→ **Task to carry out**:
Rewrite the records below with every "bounding boxes" changed to "bounding rectangles" and nothing else altered.
# START OF Source records
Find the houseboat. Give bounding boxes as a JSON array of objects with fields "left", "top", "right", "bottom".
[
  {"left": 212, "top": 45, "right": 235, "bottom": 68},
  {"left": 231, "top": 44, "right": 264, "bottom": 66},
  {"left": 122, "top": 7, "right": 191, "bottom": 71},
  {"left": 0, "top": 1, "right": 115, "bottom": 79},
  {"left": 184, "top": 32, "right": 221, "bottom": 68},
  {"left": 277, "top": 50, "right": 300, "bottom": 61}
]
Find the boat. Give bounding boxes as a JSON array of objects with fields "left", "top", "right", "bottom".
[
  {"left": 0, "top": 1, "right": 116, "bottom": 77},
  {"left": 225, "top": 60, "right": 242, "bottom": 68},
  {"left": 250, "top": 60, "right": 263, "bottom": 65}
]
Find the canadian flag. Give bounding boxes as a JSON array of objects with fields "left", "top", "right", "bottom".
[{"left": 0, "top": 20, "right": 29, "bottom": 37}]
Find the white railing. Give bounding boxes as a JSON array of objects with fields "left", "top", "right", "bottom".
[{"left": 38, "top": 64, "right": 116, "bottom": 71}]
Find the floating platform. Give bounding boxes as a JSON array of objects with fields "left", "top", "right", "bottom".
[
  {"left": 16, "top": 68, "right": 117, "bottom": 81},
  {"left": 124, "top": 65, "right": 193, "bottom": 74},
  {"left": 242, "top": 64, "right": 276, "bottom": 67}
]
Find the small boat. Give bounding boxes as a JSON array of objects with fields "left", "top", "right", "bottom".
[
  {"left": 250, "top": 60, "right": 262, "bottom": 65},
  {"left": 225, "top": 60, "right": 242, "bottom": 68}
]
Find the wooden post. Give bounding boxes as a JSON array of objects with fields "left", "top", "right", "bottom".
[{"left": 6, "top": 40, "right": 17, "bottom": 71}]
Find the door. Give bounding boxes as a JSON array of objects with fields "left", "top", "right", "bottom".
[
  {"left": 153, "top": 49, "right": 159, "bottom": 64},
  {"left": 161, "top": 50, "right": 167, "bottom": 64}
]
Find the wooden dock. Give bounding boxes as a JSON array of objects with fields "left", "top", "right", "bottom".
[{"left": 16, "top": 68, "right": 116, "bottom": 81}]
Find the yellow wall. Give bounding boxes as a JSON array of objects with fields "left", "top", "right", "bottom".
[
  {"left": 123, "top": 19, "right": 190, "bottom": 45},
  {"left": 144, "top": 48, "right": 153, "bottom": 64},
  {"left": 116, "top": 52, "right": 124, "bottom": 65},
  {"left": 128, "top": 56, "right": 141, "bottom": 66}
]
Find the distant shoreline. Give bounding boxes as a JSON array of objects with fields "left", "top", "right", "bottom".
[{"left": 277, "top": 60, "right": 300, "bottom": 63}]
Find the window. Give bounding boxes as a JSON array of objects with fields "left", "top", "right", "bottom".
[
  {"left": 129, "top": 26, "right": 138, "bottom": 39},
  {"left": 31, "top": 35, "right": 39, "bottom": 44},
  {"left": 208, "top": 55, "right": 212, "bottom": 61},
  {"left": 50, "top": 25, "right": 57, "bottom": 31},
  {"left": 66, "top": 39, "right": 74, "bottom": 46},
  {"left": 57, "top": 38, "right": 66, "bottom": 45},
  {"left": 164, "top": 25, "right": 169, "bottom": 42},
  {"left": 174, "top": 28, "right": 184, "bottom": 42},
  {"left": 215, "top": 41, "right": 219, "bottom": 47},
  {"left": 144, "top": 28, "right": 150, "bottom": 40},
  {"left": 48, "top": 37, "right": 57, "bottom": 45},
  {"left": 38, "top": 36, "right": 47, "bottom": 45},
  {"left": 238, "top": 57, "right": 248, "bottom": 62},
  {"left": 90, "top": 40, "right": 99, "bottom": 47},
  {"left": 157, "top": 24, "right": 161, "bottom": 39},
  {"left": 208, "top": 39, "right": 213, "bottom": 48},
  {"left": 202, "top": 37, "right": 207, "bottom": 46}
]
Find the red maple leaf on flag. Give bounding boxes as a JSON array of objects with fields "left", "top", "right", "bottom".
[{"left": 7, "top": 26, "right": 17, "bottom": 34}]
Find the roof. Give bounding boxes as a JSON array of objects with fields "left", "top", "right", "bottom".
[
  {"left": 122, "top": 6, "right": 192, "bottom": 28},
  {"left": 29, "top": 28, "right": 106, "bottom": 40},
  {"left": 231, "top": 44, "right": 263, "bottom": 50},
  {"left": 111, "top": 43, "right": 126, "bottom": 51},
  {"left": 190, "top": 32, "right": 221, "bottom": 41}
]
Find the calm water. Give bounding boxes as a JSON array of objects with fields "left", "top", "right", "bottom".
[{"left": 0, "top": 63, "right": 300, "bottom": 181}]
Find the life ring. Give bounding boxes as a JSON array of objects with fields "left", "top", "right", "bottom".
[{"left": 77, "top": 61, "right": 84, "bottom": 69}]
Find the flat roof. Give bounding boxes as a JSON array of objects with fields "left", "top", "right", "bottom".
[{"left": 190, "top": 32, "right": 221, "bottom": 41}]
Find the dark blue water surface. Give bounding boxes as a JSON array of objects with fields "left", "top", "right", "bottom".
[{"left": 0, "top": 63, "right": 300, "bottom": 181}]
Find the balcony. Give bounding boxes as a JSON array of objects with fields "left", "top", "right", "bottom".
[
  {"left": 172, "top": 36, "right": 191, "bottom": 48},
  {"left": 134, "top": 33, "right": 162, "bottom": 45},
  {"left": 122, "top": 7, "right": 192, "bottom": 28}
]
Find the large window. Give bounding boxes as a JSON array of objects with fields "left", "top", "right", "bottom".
# END OF Source records
→ **Expected output**:
Find the houseboat. Give bounding rectangles as a JSON array of objects with fields "left", "top", "right", "bottom".
[
  {"left": 212, "top": 45, "right": 235, "bottom": 68},
  {"left": 231, "top": 44, "right": 264, "bottom": 66},
  {"left": 122, "top": 7, "right": 191, "bottom": 71},
  {"left": 0, "top": 1, "right": 115, "bottom": 79},
  {"left": 184, "top": 32, "right": 221, "bottom": 68},
  {"left": 277, "top": 50, "right": 300, "bottom": 61}
]
Find the boat. Give bounding rectangles as a JSON array of objects with fields "left", "top", "right", "bottom".
[
  {"left": 0, "top": 1, "right": 116, "bottom": 77},
  {"left": 225, "top": 60, "right": 242, "bottom": 68},
  {"left": 250, "top": 60, "right": 263, "bottom": 65}
]
Find the canadian flag. Give bounding rectangles as a JSON array of objects with fields "left", "top", "right", "bottom".
[{"left": 0, "top": 20, "right": 29, "bottom": 37}]
Find the white railing. Give bounding rectangles as a JSON array of objects with fields "left", "top", "right", "bottom".
[{"left": 38, "top": 64, "right": 116, "bottom": 71}]
Find the floating platform. Give bounding rectangles as a JSON array of objects with fields "left", "top", "right", "bottom".
[
  {"left": 16, "top": 68, "right": 117, "bottom": 81},
  {"left": 124, "top": 65, "right": 193, "bottom": 74},
  {"left": 242, "top": 64, "right": 276, "bottom": 67}
]
Find the small boat. Give bounding rectangles as a JSON array of objects with fields "left", "top", "right", "bottom".
[
  {"left": 250, "top": 60, "right": 262, "bottom": 65},
  {"left": 225, "top": 60, "right": 242, "bottom": 68}
]
Find the wooden post. Give bounding rectangles as a JSON array of objects with fields "left", "top", "right", "bottom".
[{"left": 6, "top": 40, "right": 17, "bottom": 71}]
Find the door. Give bounding rectangles as a JSON array of objects with fields "left", "top", "right", "bottom".
[
  {"left": 153, "top": 49, "right": 159, "bottom": 64},
  {"left": 161, "top": 50, "right": 167, "bottom": 64}
]
Find the wooden dock. Give bounding rectangles as a JSON array of objects with fields "left", "top", "right", "bottom".
[{"left": 16, "top": 68, "right": 116, "bottom": 81}]
Find the yellow wall. Give bounding rectangles as a JSON array of objects with fields "left", "top", "right", "bottom".
[
  {"left": 123, "top": 19, "right": 190, "bottom": 45},
  {"left": 144, "top": 48, "right": 153, "bottom": 64},
  {"left": 116, "top": 52, "right": 124, "bottom": 65},
  {"left": 128, "top": 56, "right": 141, "bottom": 66}
]
Find the distant shoreline. Give bounding rectangles as a JSON array of objects with fields "left", "top", "right", "bottom".
[{"left": 277, "top": 60, "right": 300, "bottom": 63}]
Find the window. Give bounding rectangles as a JSON array of objects with fields "left", "top", "right", "bottom".
[
  {"left": 129, "top": 26, "right": 138, "bottom": 39},
  {"left": 31, "top": 35, "right": 39, "bottom": 44},
  {"left": 208, "top": 55, "right": 212, "bottom": 61},
  {"left": 50, "top": 25, "right": 57, "bottom": 31},
  {"left": 66, "top": 39, "right": 74, "bottom": 46},
  {"left": 57, "top": 38, "right": 66, "bottom": 45},
  {"left": 164, "top": 25, "right": 169, "bottom": 42},
  {"left": 174, "top": 28, "right": 184, "bottom": 42},
  {"left": 215, "top": 41, "right": 219, "bottom": 47},
  {"left": 144, "top": 28, "right": 150, "bottom": 40},
  {"left": 48, "top": 37, "right": 57, "bottom": 45},
  {"left": 38, "top": 36, "right": 47, "bottom": 45},
  {"left": 238, "top": 57, "right": 248, "bottom": 62},
  {"left": 90, "top": 40, "right": 99, "bottom": 47},
  {"left": 157, "top": 24, "right": 161, "bottom": 39},
  {"left": 208, "top": 39, "right": 213, "bottom": 48},
  {"left": 202, "top": 37, "right": 207, "bottom": 46}
]
Find the red maple leaf on flag. Give bounding rectangles as a JSON array of objects with fields "left", "top", "right", "bottom".
[{"left": 7, "top": 26, "right": 17, "bottom": 34}]
Find the roof. Give bounding rectangles as a JSON array of objects with fields "left", "top", "right", "bottom".
[
  {"left": 122, "top": 6, "right": 192, "bottom": 28},
  {"left": 29, "top": 28, "right": 106, "bottom": 40},
  {"left": 231, "top": 44, "right": 263, "bottom": 50},
  {"left": 111, "top": 43, "right": 126, "bottom": 51},
  {"left": 190, "top": 32, "right": 221, "bottom": 41}
]
Find the calm water. Give bounding rectangles as a JSON array of objects with fields "left", "top", "right", "bottom".
[{"left": 0, "top": 63, "right": 300, "bottom": 181}]
Find the life ring. Give bounding rectangles as a JSON array of objects with fields "left", "top", "right", "bottom".
[{"left": 77, "top": 61, "right": 84, "bottom": 69}]
Find the flat roof. Give bounding rectangles as a JSON array of objects with fields "left", "top", "right", "bottom".
[{"left": 190, "top": 32, "right": 221, "bottom": 41}]
Find the dark blue water surface. Give bounding rectangles as a JSON array of objects with fields "left", "top", "right", "bottom".
[{"left": 0, "top": 63, "right": 300, "bottom": 181}]
Find the balcony. Give bounding rectangles as a JSON array of objects with fields "left", "top", "right", "bottom".
[
  {"left": 172, "top": 36, "right": 191, "bottom": 48},
  {"left": 134, "top": 33, "right": 162, "bottom": 45},
  {"left": 122, "top": 7, "right": 192, "bottom": 28}
]
Find the large window. Give bounding rectangles as a JSON array of objects with fields "left", "top", "right", "bottom".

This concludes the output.